**Available records**

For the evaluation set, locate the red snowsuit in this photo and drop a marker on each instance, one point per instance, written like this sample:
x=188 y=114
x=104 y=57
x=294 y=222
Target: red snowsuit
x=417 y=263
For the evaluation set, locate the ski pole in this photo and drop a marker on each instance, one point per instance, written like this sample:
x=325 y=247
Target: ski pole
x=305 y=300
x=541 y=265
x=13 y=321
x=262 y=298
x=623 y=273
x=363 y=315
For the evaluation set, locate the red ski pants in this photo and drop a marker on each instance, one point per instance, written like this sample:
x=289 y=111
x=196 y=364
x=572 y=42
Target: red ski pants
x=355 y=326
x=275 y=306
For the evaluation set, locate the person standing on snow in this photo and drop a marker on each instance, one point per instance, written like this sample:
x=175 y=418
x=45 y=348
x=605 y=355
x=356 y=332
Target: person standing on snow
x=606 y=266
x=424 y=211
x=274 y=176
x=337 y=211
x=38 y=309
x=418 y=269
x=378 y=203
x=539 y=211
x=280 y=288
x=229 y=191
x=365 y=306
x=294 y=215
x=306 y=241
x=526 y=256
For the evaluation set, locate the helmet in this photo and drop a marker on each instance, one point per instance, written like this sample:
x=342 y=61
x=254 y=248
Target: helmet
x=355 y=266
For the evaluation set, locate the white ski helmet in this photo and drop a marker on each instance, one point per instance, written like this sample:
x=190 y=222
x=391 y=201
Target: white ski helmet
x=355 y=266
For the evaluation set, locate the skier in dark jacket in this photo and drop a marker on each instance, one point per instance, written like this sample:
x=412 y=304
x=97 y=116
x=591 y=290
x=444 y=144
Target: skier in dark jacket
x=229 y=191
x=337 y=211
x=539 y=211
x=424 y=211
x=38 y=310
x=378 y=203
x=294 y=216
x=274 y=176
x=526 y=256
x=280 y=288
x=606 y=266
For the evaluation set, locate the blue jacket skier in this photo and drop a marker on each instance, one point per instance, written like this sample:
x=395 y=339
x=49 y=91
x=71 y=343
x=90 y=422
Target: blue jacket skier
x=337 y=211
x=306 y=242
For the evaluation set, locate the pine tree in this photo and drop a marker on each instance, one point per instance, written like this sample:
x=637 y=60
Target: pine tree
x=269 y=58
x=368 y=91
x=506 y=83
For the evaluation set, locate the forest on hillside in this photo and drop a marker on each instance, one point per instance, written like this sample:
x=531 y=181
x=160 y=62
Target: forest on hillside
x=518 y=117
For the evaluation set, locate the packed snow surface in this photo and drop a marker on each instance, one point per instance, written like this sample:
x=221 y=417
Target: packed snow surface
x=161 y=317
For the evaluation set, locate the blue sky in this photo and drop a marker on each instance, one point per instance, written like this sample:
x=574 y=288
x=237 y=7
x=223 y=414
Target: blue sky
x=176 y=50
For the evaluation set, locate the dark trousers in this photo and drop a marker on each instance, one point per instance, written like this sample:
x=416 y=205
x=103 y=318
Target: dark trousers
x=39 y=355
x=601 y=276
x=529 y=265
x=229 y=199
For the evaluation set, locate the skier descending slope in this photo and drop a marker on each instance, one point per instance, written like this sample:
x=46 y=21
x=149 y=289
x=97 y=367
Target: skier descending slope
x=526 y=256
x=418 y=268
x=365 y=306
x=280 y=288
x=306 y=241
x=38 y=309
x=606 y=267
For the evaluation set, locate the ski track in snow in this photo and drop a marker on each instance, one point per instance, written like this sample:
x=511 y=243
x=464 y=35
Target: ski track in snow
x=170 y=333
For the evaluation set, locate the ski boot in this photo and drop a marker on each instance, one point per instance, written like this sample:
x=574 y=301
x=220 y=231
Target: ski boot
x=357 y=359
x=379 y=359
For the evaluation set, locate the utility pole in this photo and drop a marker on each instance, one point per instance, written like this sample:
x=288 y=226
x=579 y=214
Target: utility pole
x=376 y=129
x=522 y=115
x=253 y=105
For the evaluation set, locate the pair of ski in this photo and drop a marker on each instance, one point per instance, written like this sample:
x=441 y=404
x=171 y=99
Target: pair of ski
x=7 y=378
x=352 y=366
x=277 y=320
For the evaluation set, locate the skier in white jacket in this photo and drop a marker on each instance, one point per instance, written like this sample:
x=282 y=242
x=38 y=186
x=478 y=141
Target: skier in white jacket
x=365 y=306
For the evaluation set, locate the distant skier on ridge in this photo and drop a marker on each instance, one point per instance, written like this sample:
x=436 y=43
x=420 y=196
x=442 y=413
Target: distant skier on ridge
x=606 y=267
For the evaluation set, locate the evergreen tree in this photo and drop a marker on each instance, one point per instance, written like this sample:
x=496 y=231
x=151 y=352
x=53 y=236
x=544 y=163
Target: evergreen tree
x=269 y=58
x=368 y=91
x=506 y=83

* * *

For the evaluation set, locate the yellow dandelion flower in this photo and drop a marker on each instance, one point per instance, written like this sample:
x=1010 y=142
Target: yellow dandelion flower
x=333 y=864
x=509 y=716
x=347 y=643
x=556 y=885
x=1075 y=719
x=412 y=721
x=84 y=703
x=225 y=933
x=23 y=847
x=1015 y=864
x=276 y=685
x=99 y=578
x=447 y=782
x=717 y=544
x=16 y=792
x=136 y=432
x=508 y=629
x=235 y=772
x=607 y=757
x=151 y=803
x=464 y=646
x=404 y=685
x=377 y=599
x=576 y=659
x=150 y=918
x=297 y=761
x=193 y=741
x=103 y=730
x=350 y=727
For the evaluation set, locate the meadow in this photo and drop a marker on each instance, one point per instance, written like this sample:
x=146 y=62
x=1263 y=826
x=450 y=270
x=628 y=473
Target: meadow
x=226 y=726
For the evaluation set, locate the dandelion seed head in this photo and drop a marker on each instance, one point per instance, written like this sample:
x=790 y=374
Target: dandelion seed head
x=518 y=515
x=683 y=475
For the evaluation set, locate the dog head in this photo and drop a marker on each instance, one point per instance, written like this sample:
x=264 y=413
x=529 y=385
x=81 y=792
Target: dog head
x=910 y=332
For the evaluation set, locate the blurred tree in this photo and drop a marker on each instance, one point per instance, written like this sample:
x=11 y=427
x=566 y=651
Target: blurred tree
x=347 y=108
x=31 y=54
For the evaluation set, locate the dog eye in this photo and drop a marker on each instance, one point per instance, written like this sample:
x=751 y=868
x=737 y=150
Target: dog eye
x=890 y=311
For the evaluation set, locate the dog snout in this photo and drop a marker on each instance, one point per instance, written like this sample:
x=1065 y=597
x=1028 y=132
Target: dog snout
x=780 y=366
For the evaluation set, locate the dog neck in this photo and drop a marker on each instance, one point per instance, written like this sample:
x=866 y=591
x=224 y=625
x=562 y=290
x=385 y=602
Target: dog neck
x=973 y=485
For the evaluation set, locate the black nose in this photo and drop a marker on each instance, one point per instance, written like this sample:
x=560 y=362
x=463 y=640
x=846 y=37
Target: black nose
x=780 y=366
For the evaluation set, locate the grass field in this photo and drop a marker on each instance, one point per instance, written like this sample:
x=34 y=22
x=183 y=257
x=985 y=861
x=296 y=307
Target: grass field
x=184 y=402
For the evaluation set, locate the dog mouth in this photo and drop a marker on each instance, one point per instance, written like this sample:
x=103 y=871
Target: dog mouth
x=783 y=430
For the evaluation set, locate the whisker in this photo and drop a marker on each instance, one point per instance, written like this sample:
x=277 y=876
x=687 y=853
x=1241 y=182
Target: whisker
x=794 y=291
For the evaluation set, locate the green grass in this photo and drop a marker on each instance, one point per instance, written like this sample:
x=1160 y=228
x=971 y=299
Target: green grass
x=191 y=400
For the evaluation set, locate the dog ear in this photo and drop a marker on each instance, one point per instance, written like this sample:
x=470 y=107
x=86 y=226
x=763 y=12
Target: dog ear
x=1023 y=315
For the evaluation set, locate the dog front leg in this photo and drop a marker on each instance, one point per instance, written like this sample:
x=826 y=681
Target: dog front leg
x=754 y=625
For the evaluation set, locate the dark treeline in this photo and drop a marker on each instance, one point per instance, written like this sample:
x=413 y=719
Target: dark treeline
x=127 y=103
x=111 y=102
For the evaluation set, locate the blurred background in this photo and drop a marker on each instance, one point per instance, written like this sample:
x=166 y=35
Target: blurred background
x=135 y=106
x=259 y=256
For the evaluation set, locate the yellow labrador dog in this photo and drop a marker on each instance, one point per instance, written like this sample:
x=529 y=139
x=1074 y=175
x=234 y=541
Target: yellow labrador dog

==

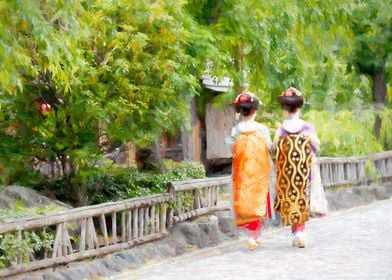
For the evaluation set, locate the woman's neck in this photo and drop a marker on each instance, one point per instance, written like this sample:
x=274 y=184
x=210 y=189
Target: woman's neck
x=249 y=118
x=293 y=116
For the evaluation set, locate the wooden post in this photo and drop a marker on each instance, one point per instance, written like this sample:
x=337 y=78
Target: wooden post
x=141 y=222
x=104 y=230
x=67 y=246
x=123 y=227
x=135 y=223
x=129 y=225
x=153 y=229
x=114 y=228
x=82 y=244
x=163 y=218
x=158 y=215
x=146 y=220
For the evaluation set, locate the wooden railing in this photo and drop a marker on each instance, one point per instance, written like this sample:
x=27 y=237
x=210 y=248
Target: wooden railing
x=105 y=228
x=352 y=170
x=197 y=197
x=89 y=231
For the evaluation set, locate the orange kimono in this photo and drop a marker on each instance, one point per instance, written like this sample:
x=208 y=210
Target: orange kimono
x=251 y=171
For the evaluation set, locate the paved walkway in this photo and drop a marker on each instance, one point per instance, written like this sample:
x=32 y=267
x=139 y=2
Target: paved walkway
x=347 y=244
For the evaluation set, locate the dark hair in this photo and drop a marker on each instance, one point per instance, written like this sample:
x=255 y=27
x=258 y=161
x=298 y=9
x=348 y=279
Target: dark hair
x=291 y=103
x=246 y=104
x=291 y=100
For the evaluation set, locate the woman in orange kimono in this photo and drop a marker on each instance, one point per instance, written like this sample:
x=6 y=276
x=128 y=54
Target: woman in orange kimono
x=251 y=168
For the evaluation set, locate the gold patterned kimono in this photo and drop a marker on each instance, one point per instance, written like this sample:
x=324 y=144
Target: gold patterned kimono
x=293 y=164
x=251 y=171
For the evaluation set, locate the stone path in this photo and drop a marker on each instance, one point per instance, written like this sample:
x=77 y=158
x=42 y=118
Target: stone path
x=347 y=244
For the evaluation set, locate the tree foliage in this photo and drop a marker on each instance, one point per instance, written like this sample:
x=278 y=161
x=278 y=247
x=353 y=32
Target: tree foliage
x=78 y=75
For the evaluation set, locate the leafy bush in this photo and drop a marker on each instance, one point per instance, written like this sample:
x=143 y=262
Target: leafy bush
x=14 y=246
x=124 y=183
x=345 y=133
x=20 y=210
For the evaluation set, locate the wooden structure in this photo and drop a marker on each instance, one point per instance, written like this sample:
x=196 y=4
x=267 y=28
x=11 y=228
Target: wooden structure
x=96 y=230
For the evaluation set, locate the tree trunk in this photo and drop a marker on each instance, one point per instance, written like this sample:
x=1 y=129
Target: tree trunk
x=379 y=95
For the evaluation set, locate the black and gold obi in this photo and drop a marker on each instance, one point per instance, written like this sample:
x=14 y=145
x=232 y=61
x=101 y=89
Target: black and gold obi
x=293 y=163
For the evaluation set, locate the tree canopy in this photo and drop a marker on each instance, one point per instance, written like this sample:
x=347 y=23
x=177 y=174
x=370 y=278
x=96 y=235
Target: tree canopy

**Stated exercise**
Update the records from the line containing "For the evaluation set, locate the red snowsuit" through the line containing "x=363 y=315" by changing "evaluation set" to "test set", with everything else left the same.

**Response**
For the test set, locate the red snowsuit in this photo and drop a marker on each instance, one point per instance, written like this sample:
x=188 y=114
x=104 y=57
x=294 y=222
Target: red snowsuit
x=417 y=263
For the test set, locate the ski pole in this photo and drop a marker on each instance, one point per instance, written like this sample:
x=325 y=247
Target: ski pole
x=305 y=300
x=541 y=265
x=13 y=321
x=262 y=298
x=623 y=273
x=363 y=315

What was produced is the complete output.